Starting from the line with "Target: gorilla's left arm", transcribe each line to the end of the records below. Copy them exactly and write nothing else.

(Items listed in a dataset)
>>>>
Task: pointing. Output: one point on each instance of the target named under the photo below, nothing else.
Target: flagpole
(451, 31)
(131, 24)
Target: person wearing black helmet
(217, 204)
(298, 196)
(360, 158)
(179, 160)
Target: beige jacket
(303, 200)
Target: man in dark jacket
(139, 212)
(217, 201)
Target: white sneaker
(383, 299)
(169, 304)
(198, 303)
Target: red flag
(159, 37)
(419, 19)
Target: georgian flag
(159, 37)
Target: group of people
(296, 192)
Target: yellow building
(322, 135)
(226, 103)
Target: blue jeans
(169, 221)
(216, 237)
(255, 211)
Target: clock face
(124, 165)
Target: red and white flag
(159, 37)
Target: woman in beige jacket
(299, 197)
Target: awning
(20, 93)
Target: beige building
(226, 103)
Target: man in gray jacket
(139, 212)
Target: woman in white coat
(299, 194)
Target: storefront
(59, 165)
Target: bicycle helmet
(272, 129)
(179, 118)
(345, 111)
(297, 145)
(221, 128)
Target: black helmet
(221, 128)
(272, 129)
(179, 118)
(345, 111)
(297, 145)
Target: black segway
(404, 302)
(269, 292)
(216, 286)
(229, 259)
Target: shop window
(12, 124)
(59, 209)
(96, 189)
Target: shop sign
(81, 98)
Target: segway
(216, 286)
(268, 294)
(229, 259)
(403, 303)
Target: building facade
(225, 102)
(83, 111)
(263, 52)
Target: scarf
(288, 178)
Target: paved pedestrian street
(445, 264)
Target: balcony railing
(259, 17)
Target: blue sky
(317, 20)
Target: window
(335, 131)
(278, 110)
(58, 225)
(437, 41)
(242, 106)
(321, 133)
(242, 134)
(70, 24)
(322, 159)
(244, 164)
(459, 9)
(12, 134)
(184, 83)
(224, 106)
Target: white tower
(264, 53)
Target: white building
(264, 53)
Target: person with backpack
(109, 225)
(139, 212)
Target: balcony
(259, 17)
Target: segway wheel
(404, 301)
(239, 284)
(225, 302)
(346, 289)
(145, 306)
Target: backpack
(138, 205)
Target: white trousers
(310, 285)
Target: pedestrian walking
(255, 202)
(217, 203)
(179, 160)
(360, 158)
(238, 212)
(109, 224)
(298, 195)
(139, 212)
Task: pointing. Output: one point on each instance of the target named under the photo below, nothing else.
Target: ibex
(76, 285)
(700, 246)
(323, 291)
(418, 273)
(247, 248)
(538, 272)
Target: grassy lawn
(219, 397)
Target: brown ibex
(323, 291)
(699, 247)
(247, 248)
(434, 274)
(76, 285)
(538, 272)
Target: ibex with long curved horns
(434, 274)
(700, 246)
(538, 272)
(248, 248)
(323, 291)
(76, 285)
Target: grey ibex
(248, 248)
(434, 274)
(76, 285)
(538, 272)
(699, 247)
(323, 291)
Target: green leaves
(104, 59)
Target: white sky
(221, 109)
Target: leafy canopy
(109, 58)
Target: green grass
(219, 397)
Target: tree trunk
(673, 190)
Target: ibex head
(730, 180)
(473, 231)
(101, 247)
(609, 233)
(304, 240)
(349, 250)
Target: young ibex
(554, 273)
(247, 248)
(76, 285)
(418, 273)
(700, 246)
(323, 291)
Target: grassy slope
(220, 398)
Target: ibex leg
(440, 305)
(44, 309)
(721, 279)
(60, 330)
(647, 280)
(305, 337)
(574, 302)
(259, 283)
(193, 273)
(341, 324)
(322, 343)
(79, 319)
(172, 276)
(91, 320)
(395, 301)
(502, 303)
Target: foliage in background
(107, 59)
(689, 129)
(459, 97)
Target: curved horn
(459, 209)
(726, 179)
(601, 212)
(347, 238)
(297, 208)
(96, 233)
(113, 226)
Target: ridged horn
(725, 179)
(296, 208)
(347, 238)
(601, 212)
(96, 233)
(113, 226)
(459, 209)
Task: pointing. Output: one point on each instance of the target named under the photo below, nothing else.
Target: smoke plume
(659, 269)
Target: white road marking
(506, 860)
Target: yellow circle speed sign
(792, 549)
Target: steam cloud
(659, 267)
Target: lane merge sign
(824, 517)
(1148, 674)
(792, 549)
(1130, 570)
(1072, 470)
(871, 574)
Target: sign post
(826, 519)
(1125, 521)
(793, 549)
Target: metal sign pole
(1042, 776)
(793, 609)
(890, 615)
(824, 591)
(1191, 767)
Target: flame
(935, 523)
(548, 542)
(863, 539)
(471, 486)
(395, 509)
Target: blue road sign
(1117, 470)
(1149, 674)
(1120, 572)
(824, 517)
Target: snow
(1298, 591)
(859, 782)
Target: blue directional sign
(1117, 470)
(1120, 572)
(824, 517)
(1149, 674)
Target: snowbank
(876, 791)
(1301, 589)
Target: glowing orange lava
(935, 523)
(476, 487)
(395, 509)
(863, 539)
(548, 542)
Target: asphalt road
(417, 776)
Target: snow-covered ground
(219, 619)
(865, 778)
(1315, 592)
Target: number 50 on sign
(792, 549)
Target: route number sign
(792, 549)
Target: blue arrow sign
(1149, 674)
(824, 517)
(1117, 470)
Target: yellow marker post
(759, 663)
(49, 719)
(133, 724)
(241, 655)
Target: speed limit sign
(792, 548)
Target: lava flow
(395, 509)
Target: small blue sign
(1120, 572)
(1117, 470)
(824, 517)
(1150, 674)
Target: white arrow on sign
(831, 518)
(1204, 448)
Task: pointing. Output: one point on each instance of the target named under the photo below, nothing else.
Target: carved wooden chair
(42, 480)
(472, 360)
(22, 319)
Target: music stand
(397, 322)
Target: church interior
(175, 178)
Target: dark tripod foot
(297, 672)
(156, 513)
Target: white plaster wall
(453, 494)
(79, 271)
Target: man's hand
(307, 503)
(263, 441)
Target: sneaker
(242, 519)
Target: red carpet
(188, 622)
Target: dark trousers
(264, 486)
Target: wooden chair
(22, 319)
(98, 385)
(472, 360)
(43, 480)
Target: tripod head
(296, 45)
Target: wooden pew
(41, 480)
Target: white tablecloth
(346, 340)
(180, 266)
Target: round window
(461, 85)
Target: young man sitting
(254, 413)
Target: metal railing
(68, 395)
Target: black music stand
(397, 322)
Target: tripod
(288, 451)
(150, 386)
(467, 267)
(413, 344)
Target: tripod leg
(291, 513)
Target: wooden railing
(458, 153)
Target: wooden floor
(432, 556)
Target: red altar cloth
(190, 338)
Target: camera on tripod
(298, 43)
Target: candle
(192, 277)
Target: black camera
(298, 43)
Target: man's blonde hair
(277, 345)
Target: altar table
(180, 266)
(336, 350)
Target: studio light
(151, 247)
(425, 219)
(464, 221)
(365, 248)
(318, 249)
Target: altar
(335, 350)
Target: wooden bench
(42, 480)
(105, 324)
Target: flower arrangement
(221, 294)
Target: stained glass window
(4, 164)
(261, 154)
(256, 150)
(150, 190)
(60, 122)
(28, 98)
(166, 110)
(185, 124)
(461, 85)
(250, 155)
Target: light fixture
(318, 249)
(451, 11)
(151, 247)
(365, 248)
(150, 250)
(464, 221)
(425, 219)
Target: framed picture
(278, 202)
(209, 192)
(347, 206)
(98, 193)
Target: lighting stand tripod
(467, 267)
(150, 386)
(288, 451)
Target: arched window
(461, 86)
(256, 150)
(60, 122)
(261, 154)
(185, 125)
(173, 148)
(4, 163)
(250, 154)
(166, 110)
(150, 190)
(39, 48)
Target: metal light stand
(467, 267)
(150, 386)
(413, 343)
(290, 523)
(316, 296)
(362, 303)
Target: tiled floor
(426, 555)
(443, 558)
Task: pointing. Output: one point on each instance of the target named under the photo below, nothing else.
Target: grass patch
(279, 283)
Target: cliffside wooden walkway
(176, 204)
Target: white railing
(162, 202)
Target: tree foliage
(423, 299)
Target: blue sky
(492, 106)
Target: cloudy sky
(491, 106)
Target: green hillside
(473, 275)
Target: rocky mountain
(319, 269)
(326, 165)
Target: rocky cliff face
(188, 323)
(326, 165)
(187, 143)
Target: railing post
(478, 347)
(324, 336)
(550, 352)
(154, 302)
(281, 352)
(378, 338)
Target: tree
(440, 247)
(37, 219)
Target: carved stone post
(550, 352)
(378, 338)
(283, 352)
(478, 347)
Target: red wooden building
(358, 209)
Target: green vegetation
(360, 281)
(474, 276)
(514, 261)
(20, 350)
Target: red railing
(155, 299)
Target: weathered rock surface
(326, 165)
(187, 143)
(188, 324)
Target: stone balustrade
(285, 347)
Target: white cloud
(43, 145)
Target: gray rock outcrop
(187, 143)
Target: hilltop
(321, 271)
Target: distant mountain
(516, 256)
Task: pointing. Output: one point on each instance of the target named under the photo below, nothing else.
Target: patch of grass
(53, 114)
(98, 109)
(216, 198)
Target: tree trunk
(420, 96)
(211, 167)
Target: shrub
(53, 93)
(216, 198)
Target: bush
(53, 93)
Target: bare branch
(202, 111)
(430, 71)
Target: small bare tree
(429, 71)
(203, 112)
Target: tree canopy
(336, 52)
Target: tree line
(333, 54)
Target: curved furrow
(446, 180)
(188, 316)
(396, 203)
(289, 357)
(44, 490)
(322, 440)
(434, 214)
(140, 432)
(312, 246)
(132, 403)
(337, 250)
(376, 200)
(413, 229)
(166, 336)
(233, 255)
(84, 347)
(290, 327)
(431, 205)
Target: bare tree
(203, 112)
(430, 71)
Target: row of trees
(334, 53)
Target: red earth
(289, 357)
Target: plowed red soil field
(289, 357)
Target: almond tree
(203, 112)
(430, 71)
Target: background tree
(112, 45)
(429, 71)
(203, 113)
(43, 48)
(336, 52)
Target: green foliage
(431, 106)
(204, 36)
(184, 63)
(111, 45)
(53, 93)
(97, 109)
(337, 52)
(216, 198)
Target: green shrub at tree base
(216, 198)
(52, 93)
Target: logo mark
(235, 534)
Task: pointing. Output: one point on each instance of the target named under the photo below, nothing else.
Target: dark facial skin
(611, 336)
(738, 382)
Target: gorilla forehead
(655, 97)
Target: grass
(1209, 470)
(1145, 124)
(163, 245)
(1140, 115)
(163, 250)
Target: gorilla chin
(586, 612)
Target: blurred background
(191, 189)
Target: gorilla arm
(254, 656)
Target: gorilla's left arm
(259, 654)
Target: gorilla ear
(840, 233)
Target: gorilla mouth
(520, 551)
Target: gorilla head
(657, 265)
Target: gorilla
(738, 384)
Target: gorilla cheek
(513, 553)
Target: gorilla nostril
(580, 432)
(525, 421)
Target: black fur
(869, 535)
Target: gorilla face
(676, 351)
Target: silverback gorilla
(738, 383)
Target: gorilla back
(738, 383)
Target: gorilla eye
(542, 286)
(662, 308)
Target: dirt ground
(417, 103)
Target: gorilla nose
<<<<
§ **Task result**
Target: gorilla's left arm
(259, 654)
Target: gorilla ear
(840, 233)
Target: gorilla mouth
(520, 551)
Target: gorilla head
(657, 265)
Target: gorilla
(738, 384)
Target: gorilla cheek
(513, 553)
Target: gorilla nostril
(580, 432)
(525, 421)
Target: black fur
(869, 535)
Target: gorilla face
(676, 351)
Target: silverback gorilla
(738, 383)
Target: gorilla back
(738, 383)
Target: gorilla eye
(542, 286)
(662, 308)
Target: dirt ground
(417, 103)
Target: gorilla nose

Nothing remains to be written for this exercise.